Sur le plan culturel, l’Europe centrale est alors devenue une scène de dialogue artistique entre l’Ouest et l’Est. Le futurisme italien y rencontrait le cubisme français et le constructivisme russe ; le mouvement Dada et le théâtre de l’absurde modifiaient le visage de l’art moderne. Même si le narratif national demeurait, l’attachement à l’avant-garde était massif et profond, car cela plaçait l’Europe centrale du côté de la modernité. Alfons Mucha réalisa ainsi l’Épopée slave, une œuvre composée de vingt tableaux, véritable manifeste de l’unité slave, ou plutôt de l’unité de l’Europe centrale. La particularité de chaque État était mise en avant, mais également les liens tissés entre États chrétiens, la défense des valeurs européennes de longue date (la Chrétienté, la multiethnicité et donc la pluralité culturelle, la résistance), le rempart contre les invasions orientales (la forteresse de l’Europe comme la définit l’historien Serhii Plokhy2). L’idée de la porte de l’Europe ou de la forteresse de l’Europe revenait constamment. Elle exposait ce sentiment de l’engagement profond dans la défense du continent face aux invasions, menaçantes pour toute la culture occidentale. Adolf Hitler a habilement exploité la recherche d’indépendance et de reconnaissance historique de ces pays, en promettant de les protéger et de les sauver des griffes soviétiques. Plusieurs d’entre eux n’ont pas eu d’autre choix que de se plier à ce pouvoir totalitaire et se trouvèrent coincés entre deux ogres dévorant l’Europe.

L’Europe centrale a semblé disparaître en 1945 avec les accords de Yalta qui l’ancraient du côté oriental et l’intégraient au bloc soviétique. Pendant plus de trente ans, elle a résisté et a défendu sa distinction, a subi purges et extermination de ses élites, s’est vue trahie, divisée à nouveau par des grandes puissances, désemparée, dominée, repoussée dans le camp adverse.

Malgré cette blessure profonde et l’inquiétude toujours présente face au grand voisin de l’Est, l’Europe centrale et orientale, à part quelques exeptions comme l’Ukraine, est toujours restée une alliance. Bien que placé sous un protectorat hostile et répressif, ce « bloc des pays socialistes » formait in fine une communauté des États centre-est européens, dans un positionnement différent du reste des républiques incluses dans l’Union soviétique.

DONNÉES FOURNIES:
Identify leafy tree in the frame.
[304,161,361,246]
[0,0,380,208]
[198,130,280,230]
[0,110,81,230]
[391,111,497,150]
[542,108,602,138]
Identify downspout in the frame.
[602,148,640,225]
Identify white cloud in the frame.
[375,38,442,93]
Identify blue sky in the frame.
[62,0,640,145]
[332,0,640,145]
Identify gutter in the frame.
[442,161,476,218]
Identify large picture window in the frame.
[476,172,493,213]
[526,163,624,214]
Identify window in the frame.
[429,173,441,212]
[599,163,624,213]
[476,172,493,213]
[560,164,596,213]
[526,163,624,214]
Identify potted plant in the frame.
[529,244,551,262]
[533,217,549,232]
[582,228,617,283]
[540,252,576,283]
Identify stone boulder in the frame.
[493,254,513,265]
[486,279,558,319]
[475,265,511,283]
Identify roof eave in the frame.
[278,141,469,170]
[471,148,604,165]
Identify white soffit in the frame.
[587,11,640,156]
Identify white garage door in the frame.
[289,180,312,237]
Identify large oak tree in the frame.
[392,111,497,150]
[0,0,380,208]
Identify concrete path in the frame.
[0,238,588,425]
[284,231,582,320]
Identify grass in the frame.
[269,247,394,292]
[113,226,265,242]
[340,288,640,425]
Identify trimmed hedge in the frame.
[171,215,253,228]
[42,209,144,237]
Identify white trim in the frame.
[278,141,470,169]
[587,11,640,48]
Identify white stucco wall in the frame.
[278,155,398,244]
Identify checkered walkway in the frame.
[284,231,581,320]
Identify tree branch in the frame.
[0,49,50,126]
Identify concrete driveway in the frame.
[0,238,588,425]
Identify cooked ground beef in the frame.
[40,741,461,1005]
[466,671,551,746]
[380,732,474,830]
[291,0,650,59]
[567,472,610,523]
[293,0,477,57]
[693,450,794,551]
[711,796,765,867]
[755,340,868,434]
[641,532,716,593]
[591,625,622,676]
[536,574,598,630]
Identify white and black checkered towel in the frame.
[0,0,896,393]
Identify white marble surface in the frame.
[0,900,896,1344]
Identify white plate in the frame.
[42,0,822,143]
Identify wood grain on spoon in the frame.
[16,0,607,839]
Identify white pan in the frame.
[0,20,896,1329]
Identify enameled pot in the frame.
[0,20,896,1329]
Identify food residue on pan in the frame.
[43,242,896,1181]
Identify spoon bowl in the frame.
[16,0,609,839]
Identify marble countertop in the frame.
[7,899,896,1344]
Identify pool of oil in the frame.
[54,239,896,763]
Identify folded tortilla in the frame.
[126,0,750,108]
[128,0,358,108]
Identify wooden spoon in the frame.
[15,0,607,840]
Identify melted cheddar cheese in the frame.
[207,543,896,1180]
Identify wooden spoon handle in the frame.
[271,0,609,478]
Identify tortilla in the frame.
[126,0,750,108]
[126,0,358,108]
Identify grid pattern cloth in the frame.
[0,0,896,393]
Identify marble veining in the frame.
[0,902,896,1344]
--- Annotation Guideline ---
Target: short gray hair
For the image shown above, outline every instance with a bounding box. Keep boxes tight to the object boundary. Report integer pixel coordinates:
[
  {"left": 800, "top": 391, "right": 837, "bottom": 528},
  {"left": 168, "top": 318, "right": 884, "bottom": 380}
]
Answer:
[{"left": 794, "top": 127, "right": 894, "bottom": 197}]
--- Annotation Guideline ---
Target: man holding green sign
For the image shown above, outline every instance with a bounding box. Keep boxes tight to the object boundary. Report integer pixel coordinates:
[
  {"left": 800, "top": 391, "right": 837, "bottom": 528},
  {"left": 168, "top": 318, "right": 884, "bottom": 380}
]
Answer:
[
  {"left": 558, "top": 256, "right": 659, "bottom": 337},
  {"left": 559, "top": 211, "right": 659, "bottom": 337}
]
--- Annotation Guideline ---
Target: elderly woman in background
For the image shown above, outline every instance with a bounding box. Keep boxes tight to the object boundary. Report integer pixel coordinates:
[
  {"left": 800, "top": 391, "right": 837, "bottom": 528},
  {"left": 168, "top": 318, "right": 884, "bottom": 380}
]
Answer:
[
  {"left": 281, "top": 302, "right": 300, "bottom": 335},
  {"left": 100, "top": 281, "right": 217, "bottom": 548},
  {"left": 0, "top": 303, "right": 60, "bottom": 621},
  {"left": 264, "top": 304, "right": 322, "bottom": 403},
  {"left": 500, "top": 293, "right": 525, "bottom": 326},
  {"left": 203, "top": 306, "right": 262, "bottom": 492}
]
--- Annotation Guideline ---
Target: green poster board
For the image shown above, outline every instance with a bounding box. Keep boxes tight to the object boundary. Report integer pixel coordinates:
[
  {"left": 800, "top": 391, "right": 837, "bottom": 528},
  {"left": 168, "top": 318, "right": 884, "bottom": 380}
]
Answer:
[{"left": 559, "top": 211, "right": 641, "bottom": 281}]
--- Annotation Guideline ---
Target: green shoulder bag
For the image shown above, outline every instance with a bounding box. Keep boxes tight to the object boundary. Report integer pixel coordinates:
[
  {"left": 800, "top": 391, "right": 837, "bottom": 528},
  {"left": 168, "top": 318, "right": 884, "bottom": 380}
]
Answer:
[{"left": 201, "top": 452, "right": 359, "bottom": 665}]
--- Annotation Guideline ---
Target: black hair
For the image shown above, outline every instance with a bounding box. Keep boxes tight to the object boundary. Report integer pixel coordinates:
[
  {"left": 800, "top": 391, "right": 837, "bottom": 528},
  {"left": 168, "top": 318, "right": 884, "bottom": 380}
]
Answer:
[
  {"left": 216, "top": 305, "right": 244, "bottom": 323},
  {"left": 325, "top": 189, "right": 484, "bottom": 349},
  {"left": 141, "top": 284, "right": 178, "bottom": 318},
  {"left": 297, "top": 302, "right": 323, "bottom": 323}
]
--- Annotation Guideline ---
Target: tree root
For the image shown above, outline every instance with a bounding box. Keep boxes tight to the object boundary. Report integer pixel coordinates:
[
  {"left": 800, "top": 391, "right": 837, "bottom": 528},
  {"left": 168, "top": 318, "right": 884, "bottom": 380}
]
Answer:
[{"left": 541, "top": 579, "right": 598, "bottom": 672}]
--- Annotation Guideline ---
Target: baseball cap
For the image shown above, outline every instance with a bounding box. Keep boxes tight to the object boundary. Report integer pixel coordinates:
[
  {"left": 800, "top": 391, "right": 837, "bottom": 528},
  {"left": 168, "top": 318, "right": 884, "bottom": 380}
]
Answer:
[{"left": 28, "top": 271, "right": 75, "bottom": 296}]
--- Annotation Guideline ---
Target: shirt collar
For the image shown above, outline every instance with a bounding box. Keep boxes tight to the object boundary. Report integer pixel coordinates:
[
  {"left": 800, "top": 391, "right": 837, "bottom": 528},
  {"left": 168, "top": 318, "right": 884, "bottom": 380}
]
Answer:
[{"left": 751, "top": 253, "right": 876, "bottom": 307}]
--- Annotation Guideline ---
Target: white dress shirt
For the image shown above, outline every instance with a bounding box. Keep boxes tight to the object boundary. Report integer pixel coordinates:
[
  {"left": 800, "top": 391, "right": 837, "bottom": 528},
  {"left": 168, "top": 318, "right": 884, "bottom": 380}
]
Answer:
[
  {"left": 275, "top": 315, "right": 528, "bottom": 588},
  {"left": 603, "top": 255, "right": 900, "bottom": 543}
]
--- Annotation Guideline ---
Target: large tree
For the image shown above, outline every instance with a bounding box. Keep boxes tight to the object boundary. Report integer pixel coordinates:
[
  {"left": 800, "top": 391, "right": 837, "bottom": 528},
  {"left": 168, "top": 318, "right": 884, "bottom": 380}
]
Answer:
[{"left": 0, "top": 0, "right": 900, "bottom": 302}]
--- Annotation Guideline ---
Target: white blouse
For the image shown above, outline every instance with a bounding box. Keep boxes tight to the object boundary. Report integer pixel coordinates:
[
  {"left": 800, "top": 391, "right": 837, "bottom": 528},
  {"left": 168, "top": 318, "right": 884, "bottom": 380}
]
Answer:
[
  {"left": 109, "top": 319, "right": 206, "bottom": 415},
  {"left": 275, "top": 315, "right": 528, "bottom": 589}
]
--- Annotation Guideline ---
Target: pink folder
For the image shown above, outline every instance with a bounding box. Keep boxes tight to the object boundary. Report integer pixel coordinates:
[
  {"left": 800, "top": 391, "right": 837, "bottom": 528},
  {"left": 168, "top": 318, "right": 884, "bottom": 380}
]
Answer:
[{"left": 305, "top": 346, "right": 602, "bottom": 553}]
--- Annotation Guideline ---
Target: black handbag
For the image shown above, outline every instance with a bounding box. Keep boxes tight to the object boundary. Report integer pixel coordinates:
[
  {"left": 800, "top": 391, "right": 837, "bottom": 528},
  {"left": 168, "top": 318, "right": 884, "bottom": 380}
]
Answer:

CONSIGNES:
[a] Recopiez à l'identique les enregistrements, de leur toute première ligne jusqu'à celle qui contient « [375,38,442,93] », incluse.
[b] Rédigez la suite du texte sur l'Europe centrale, à partir de sa dernière phrase.
Le texte et les enregistrements n'ont aucun lien entre eux.

RÉPONSES:
[a]
Identify leafy tree in the frame.
[304,161,361,246]
[0,0,380,208]
[198,130,280,230]
[0,110,81,230]
[391,111,497,150]
[542,108,602,138]
Identify downspout in the frame.
[602,148,640,225]
Identify white cloud in the frame.
[375,38,442,93]

[b]
  • Le Printemps européen

Dans « Un Occident kidnappé, ou la tragédie de l’Europe centrale », Milan Kundera3 revient sur les mouvements de 1956 et 1968 en faveur de la liberté. « Nous mourons pour la Hongrie et pour l’Europe », tel était l’état d’esprit qui animait les élites centre-est européennes sous la domination soviétique. Lorsqu’en 1968, un printemps particulier a embrasé toute l’Europe, la frontière entre l’Est et l’Ouest a semblé s’écarter. À Prague, à Varsovie, ce fut un mouvement de libération, d’une nouvelle émancipation, d’un choix européen qui a envahi les esprits. On l’appellera le Printemps de Prague. À l’Ouest, à Paris, Mai 68 repoussait les frontières de la liberté, défaisait le système en place et exigeait un renouveau. Dans les deux parties de l’Europe, le mouvement a porté les slogans de la liberté nouvelle et la jeunesse y a joué un rôle crucial, et en même temps il se distinguait. Et Milan Kundera d’écrire : « Le Mai parisien mettait en cause ce que l’on appelle la culture européenne et ses valeurs traditionnelles. Le Printemps de Prague, c’était une défense passionnée de la tradition culturelle européenne dans le sens le plus large et le plus tolérant du terme (défense autant du christianisme que de l’art moderne, tous deux pareillement niés par le pouvoir). Nous avons tous lutté pour avoir droit à cette tradition menacée par le messianisme anti-occidental du totalitarisme russe4. »

Aujourd’hui, en particulier au sein de la jeunesse et de l’élite intellectuelle, l’Europe centrale est habitée par ce désir de protection des valeurs européennes, des principes fondamentaux qui constituent l’âme européenne. Ce discours peut surprendre, mais il marque un engagement ferme porté par plusieurs générations.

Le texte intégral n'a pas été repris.